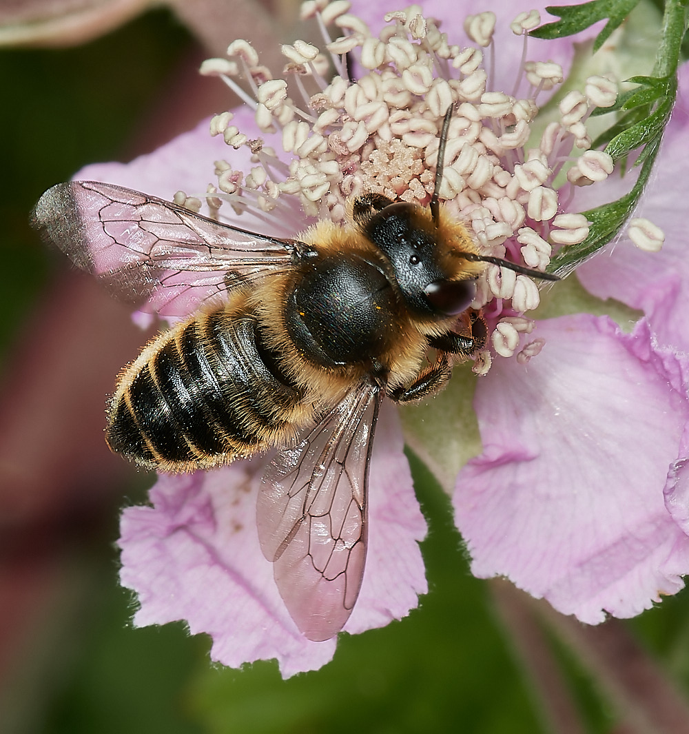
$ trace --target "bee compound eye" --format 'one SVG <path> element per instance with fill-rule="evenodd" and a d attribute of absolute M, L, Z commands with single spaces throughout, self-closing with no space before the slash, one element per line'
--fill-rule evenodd
<path fill-rule="evenodd" d="M 437 310 L 448 316 L 461 313 L 476 295 L 475 280 L 434 280 L 424 289 L 426 297 Z"/>

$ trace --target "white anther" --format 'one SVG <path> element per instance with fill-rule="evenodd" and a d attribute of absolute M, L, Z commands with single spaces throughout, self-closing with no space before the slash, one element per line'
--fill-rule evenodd
<path fill-rule="evenodd" d="M 531 123 L 539 114 L 538 105 L 533 99 L 518 99 L 512 107 L 512 114 L 517 122 L 523 120 Z"/>
<path fill-rule="evenodd" d="M 222 133 L 222 139 L 227 145 L 231 145 L 238 150 L 249 139 L 244 133 L 239 132 L 239 128 L 235 125 L 225 128 Z"/>
<path fill-rule="evenodd" d="M 558 193 L 547 186 L 536 186 L 529 194 L 526 213 L 536 222 L 547 222 L 558 211 Z"/>
<path fill-rule="evenodd" d="M 492 10 L 467 15 L 464 18 L 464 32 L 475 43 L 484 48 L 490 43 L 495 30 L 495 13 Z"/>
<path fill-rule="evenodd" d="M 591 148 L 591 136 L 588 134 L 586 126 L 583 123 L 575 123 L 574 125 L 569 127 L 569 132 L 576 139 L 575 140 L 575 145 L 577 148 L 584 149 Z"/>
<path fill-rule="evenodd" d="M 472 189 L 480 189 L 490 181 L 493 175 L 493 164 L 487 156 L 479 156 L 474 170 L 467 179 L 467 185 Z"/>
<path fill-rule="evenodd" d="M 340 117 L 340 110 L 330 108 L 324 110 L 319 115 L 318 119 L 313 124 L 313 131 L 317 133 L 323 133 L 326 128 L 333 125 Z"/>
<path fill-rule="evenodd" d="M 266 183 L 267 178 L 268 174 L 263 166 L 254 166 L 247 176 L 247 186 L 249 189 L 258 189 Z"/>
<path fill-rule="evenodd" d="M 350 153 L 358 150 L 368 139 L 368 131 L 364 122 L 346 123 L 342 126 L 340 139 Z"/>
<path fill-rule="evenodd" d="M 493 265 L 488 269 L 488 285 L 496 298 L 511 298 L 517 283 L 517 273 L 508 268 Z"/>
<path fill-rule="evenodd" d="M 335 20 L 349 12 L 351 9 L 351 3 L 349 0 L 334 0 L 333 2 L 326 3 L 324 7 L 321 11 L 321 18 L 327 26 L 334 23 Z"/>
<path fill-rule="evenodd" d="M 531 227 L 522 227 L 519 230 L 517 241 L 523 245 L 522 257 L 530 268 L 542 270 L 550 261 L 552 247 Z"/>
<path fill-rule="evenodd" d="M 663 230 L 644 217 L 630 219 L 627 234 L 639 250 L 646 252 L 657 252 L 665 242 Z"/>
<path fill-rule="evenodd" d="M 557 228 L 551 230 L 550 240 L 555 244 L 578 244 L 588 236 L 588 221 L 583 214 L 558 214 L 553 226 Z"/>
<path fill-rule="evenodd" d="M 402 72 L 402 81 L 412 94 L 421 97 L 433 84 L 433 72 L 426 64 L 412 64 Z"/>
<path fill-rule="evenodd" d="M 610 156 L 603 150 L 586 150 L 577 161 L 579 170 L 592 181 L 605 181 L 615 167 Z"/>
<path fill-rule="evenodd" d="M 520 335 L 511 324 L 500 321 L 492 333 L 493 348 L 500 357 L 511 357 L 520 343 Z"/>
<path fill-rule="evenodd" d="M 294 150 L 306 141 L 308 135 L 308 123 L 293 120 L 285 125 L 282 130 L 282 150 L 285 153 Z"/>
<path fill-rule="evenodd" d="M 185 209 L 189 209 L 197 214 L 201 211 L 201 200 L 194 196 L 188 197 L 183 191 L 175 192 L 172 201 L 178 206 L 183 206 Z"/>
<path fill-rule="evenodd" d="M 546 90 L 561 84 L 564 79 L 562 67 L 552 61 L 528 61 L 524 70 L 530 84 Z"/>
<path fill-rule="evenodd" d="M 353 117 L 357 122 L 365 120 L 369 134 L 373 134 L 387 122 L 390 112 L 384 102 L 366 102 L 357 109 Z"/>
<path fill-rule="evenodd" d="M 203 76 L 236 76 L 238 73 L 237 65 L 227 59 L 206 59 L 199 69 Z"/>
<path fill-rule="evenodd" d="M 383 101 L 390 107 L 407 109 L 412 103 L 412 92 L 404 86 L 398 76 L 384 79 L 382 84 Z"/>
<path fill-rule="evenodd" d="M 273 116 L 265 104 L 260 103 L 256 106 L 256 112 L 254 115 L 254 119 L 256 120 L 256 125 L 258 126 L 258 128 L 262 132 L 272 133 L 275 131 L 275 128 L 273 125 Z"/>
<path fill-rule="evenodd" d="M 478 102 L 486 91 L 488 75 L 484 69 L 477 69 L 461 81 L 451 81 L 451 87 L 456 90 L 457 97 L 467 102 Z"/>
<path fill-rule="evenodd" d="M 586 98 L 575 90 L 564 95 L 558 107 L 562 115 L 562 124 L 568 128 L 578 123 L 588 111 Z"/>
<path fill-rule="evenodd" d="M 480 48 L 467 46 L 452 59 L 452 65 L 462 74 L 473 74 L 481 66 L 484 52 Z"/>
<path fill-rule="evenodd" d="M 426 103 L 431 114 L 441 117 L 452 104 L 452 89 L 445 79 L 435 79 L 426 95 Z"/>
<path fill-rule="evenodd" d="M 597 107 L 611 107 L 617 100 L 617 84 L 607 76 L 589 76 L 584 92 L 589 104 Z"/>
<path fill-rule="evenodd" d="M 337 40 L 327 43 L 325 47 L 335 56 L 344 56 L 345 54 L 354 51 L 360 43 L 360 41 L 357 36 L 343 36 Z"/>
<path fill-rule="evenodd" d="M 533 319 L 526 316 L 503 316 L 500 321 L 503 324 L 511 324 L 520 334 L 531 334 L 536 328 Z"/>
<path fill-rule="evenodd" d="M 481 95 L 478 114 L 482 117 L 504 117 L 512 111 L 514 98 L 503 92 L 486 92 Z"/>
<path fill-rule="evenodd" d="M 509 24 L 509 27 L 515 36 L 520 36 L 528 31 L 533 31 L 540 24 L 541 15 L 539 11 L 530 10 L 528 12 L 520 12 Z"/>
<path fill-rule="evenodd" d="M 417 13 L 409 21 L 408 26 L 409 33 L 415 40 L 420 40 L 422 38 L 426 38 L 428 32 L 428 21 L 421 13 Z"/>
<path fill-rule="evenodd" d="M 256 96 L 268 109 L 274 109 L 287 99 L 287 82 L 284 79 L 271 79 L 258 87 Z"/>
<path fill-rule="evenodd" d="M 385 61 L 385 44 L 373 37 L 367 38 L 361 47 L 359 62 L 365 69 L 375 69 Z"/>
<path fill-rule="evenodd" d="M 524 191 L 533 191 L 536 186 L 544 184 L 552 172 L 539 160 L 529 161 L 522 165 L 516 164 L 514 166 L 514 178 Z"/>
<path fill-rule="evenodd" d="M 398 71 L 402 71 L 418 60 L 417 47 L 407 39 L 399 36 L 390 38 L 386 50 Z"/>
<path fill-rule="evenodd" d="M 234 115 L 232 112 L 222 112 L 221 115 L 215 115 L 211 118 L 211 134 L 214 137 L 216 135 L 222 135 L 227 126 L 232 121 Z"/>
<path fill-rule="evenodd" d="M 555 147 L 562 139 L 564 134 L 564 128 L 559 123 L 550 123 L 546 126 L 543 134 L 541 136 L 541 142 L 539 145 L 540 150 L 544 156 L 551 156 L 555 150 Z"/>
<path fill-rule="evenodd" d="M 233 171 L 227 168 L 218 176 L 218 188 L 226 194 L 235 194 L 241 187 L 244 174 L 241 171 Z"/>
<path fill-rule="evenodd" d="M 318 55 L 318 49 L 305 41 L 296 40 L 294 45 L 284 43 L 280 46 L 282 56 L 295 64 L 307 64 Z"/>
<path fill-rule="evenodd" d="M 238 38 L 233 41 L 227 46 L 227 56 L 238 56 L 243 59 L 248 67 L 258 65 L 258 54 L 256 49 L 249 43 L 242 38 Z"/>
<path fill-rule="evenodd" d="M 453 141 L 454 142 L 454 141 Z M 445 160 L 452 159 L 449 153 L 449 145 L 445 148 Z M 462 149 L 457 159 L 452 164 L 452 167 L 462 174 L 470 173 L 478 162 L 478 151 L 473 145 L 467 142 L 462 144 Z"/>
<path fill-rule="evenodd" d="M 534 339 L 530 341 L 517 355 L 517 361 L 520 365 L 525 365 L 532 357 L 541 353 L 544 344 L 545 339 Z"/>
<path fill-rule="evenodd" d="M 526 275 L 517 275 L 512 294 L 512 308 L 523 313 L 533 311 L 541 302 L 539 288 L 536 283 Z"/>
<path fill-rule="evenodd" d="M 531 131 L 527 123 L 523 120 L 518 120 L 511 130 L 500 135 L 500 142 L 506 150 L 514 150 L 526 145 L 531 134 Z"/>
● ● ● ●
Please convert the data above, from its start up to and including the line containing "437 310 L 448", into a JSON list of strings, one string per line and none for blank lines. Leave the pictures out.

[
  "$ trace --target \"bee compound eye\" --format 'one SVG <path> element per instance with fill-rule=\"evenodd\" and a d attribute of absolute M, L, Z commands with single spaces throughout, self-closing with no space before the slash, one element per line'",
  "--fill-rule evenodd",
  "<path fill-rule=\"evenodd\" d=\"M 437 310 L 448 316 L 461 313 L 476 295 L 475 280 L 434 280 L 424 289 L 426 297 Z\"/>"
]